TASK STATEMENT —
Render each line of the material below as a JSON list of strings, one string per line, with blank lines skipped. Leave the pictures out of the list.
-- Start of SOURCE RECORDS --
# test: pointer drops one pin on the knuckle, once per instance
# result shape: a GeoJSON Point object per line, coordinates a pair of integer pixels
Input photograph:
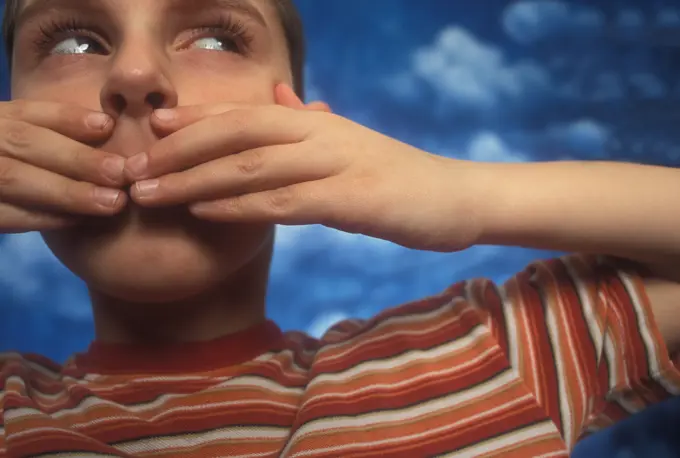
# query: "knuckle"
{"type": "Point", "coordinates": [251, 163]}
{"type": "Point", "coordinates": [239, 121]}
{"type": "Point", "coordinates": [15, 109]}
{"type": "Point", "coordinates": [75, 194]}
{"type": "Point", "coordinates": [281, 201]}
{"type": "Point", "coordinates": [7, 172]}
{"type": "Point", "coordinates": [16, 135]}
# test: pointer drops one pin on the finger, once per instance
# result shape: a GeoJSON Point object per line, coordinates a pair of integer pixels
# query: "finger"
{"type": "Point", "coordinates": [218, 136]}
{"type": "Point", "coordinates": [319, 106]}
{"type": "Point", "coordinates": [73, 121]}
{"type": "Point", "coordinates": [31, 187]}
{"type": "Point", "coordinates": [25, 142]}
{"type": "Point", "coordinates": [284, 95]}
{"type": "Point", "coordinates": [292, 205]}
{"type": "Point", "coordinates": [247, 172]}
{"type": "Point", "coordinates": [17, 220]}
{"type": "Point", "coordinates": [167, 121]}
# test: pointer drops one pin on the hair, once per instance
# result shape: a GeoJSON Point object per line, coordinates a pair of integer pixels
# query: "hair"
{"type": "Point", "coordinates": [287, 12]}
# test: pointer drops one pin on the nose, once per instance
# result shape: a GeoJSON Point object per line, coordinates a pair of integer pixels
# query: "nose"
{"type": "Point", "coordinates": [137, 84]}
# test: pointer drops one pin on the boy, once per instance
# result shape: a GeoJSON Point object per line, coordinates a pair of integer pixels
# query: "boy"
{"type": "Point", "coordinates": [156, 143]}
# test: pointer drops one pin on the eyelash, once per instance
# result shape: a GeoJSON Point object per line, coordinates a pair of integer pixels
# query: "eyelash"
{"type": "Point", "coordinates": [223, 27]}
{"type": "Point", "coordinates": [56, 30]}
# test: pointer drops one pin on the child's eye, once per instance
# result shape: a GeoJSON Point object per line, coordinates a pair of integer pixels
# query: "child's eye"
{"type": "Point", "coordinates": [78, 45]}
{"type": "Point", "coordinates": [215, 44]}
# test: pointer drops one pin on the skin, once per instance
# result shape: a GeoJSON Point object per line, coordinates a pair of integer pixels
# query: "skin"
{"type": "Point", "coordinates": [142, 263]}
{"type": "Point", "coordinates": [228, 152]}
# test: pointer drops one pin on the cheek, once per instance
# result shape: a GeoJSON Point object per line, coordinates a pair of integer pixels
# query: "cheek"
{"type": "Point", "coordinates": [83, 90]}
{"type": "Point", "coordinates": [212, 81]}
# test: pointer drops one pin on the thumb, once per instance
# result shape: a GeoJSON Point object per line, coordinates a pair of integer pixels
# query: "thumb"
{"type": "Point", "coordinates": [284, 95]}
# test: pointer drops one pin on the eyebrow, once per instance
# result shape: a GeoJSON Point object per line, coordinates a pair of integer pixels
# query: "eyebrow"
{"type": "Point", "coordinates": [245, 7]}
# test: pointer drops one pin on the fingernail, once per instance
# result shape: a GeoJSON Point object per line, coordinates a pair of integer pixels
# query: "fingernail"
{"type": "Point", "coordinates": [113, 168]}
{"type": "Point", "coordinates": [164, 114]}
{"type": "Point", "coordinates": [137, 165]}
{"type": "Point", "coordinates": [106, 197]}
{"type": "Point", "coordinates": [98, 120]}
{"type": "Point", "coordinates": [147, 188]}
-- End of SOURCE RECORDS --
RESPONSE BELOW —
[
  "# test: pointer drops one pin on the knuckle, once per instance",
  "# result shape: a GeoJSON Point object per line, coordinates a pair of integer pixels",
  "Input photograph:",
  "# query: \"knuckle\"",
  "{\"type\": \"Point\", \"coordinates\": [251, 163]}",
  "{\"type\": \"Point\", \"coordinates\": [239, 121]}",
  "{\"type\": \"Point\", \"coordinates\": [15, 109]}",
  "{\"type\": \"Point\", \"coordinates\": [75, 194]}",
  "{\"type\": \"Point\", \"coordinates\": [281, 201]}",
  "{\"type\": \"Point\", \"coordinates\": [7, 172]}",
  "{\"type\": \"Point\", \"coordinates\": [16, 135]}",
  "# test: pointer drops one pin on the finger, once per instance",
  "# result shape: a GeoJSON Point object per line, coordinates a pair of integer pixels",
  "# query: \"finger\"",
  "{\"type\": \"Point\", \"coordinates\": [218, 136]}",
  "{\"type\": \"Point\", \"coordinates\": [319, 106]}",
  "{\"type\": \"Point\", \"coordinates\": [73, 121]}",
  "{\"type\": \"Point\", \"coordinates\": [31, 187]}",
  "{\"type\": \"Point\", \"coordinates\": [25, 142]}",
  "{\"type\": \"Point\", \"coordinates\": [284, 95]}",
  "{\"type\": \"Point\", \"coordinates\": [292, 205]}",
  "{\"type\": \"Point\", \"coordinates\": [247, 172]}",
  "{\"type\": \"Point\", \"coordinates\": [17, 220]}",
  "{\"type\": \"Point\", \"coordinates\": [167, 121]}",
  "# test: pointer drops one pin on the hair, once per instance",
  "# result shape: a GeoJSON Point object per line, coordinates a pair of integer pixels",
  "# query: \"hair\"",
  "{\"type\": \"Point\", \"coordinates\": [287, 12]}",
  "# test: pointer drops one pin on the nose, once per instance",
  "# result shape: a GeoJSON Point object per line, coordinates a pair of integer pixels",
  "# query: \"nose\"",
  "{\"type\": \"Point\", \"coordinates\": [137, 84]}",
  "# test: pointer drops one pin on the boy, once per instance",
  "# result shape: a GeoJSON Point object per line, coordinates a pair of integer pixels",
  "# query: \"boy\"",
  "{\"type\": \"Point\", \"coordinates\": [156, 143]}",
  "# test: pointer drops one pin on the eyelash, once per instance",
  "# result shape: a GeoJSON Point object per line, coordinates a pair of integer pixels",
  "# query: \"eyelash\"",
  "{\"type\": \"Point\", \"coordinates\": [223, 27]}",
  "{\"type\": \"Point\", \"coordinates\": [56, 30]}",
  "# test: pointer drops one pin on the child's eye, once per instance",
  "# result shape: a GeoJSON Point object per line, coordinates a pair of integer pixels",
  "# query: \"child's eye\"",
  "{\"type\": \"Point\", \"coordinates\": [78, 45]}",
  "{\"type\": \"Point\", \"coordinates\": [215, 44]}",
  "# test: pointer drops one pin on the skin, once per instance",
  "# result shape: a GeoJSON Point object per line, coordinates a pair of integer pixels",
  "# query: \"skin\"",
  "{\"type\": \"Point\", \"coordinates\": [142, 263]}",
  "{\"type\": \"Point\", \"coordinates\": [228, 152]}",
  "# test: pointer drops one pin on the cheek, once per instance",
  "# result shape: a GeoJSON Point object per line, coordinates a pair of integer pixels",
  "# query: \"cheek\"",
  "{\"type\": \"Point\", \"coordinates\": [83, 90]}",
  "{\"type\": \"Point\", \"coordinates\": [212, 81]}",
  "# test: pointer drops one pin on the thumb, once per instance",
  "# result shape: a GeoJSON Point object per line, coordinates a pair of integer pixels",
  "# query: \"thumb\"",
  "{\"type\": \"Point\", \"coordinates\": [284, 95]}",
  "# test: pointer drops one pin on the eyebrow, once per instance",
  "# result shape: a GeoJSON Point object per line, coordinates a pair of integer pixels",
  "# query: \"eyebrow\"",
  "{\"type\": \"Point\", \"coordinates\": [245, 7]}",
  "# test: pointer drops one pin on the fingernail, once per instance",
  "# result shape: a GeoJSON Point object per line, coordinates a pair of integer pixels",
  "# query: \"fingernail\"",
  "{\"type\": \"Point\", \"coordinates\": [113, 168]}",
  "{\"type\": \"Point\", \"coordinates\": [164, 114]}",
  "{\"type\": \"Point\", \"coordinates\": [137, 165]}",
  "{\"type\": \"Point\", \"coordinates\": [106, 197]}",
  "{\"type\": \"Point\", \"coordinates\": [98, 120]}",
  "{\"type\": \"Point\", \"coordinates\": [147, 188]}"
]